GOAL: Format the rows below as a Markdown table with the columns "Index" and "Line". Number each non-blank line in order and omit blank lines.

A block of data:

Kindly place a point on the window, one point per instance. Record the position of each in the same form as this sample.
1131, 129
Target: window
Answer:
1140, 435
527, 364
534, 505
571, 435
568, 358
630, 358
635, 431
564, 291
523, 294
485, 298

WRITTEN REPLY:
| Index | Line |
|---|---|
| 1 | Kindly place a point on the window, one point per instance. Record the position of each in the same form as this sample. |
| 2 | 1131, 129 |
| 3 | Target: window |
| 4 | Answer: |
| 5 | 1140, 435 |
| 6 | 527, 364 |
| 7 | 534, 505 |
| 8 | 571, 435 |
| 9 | 568, 358 |
| 10 | 630, 358 |
| 11 | 635, 431 |
| 12 | 564, 291 |
| 13 | 523, 294 |
| 14 | 485, 298 |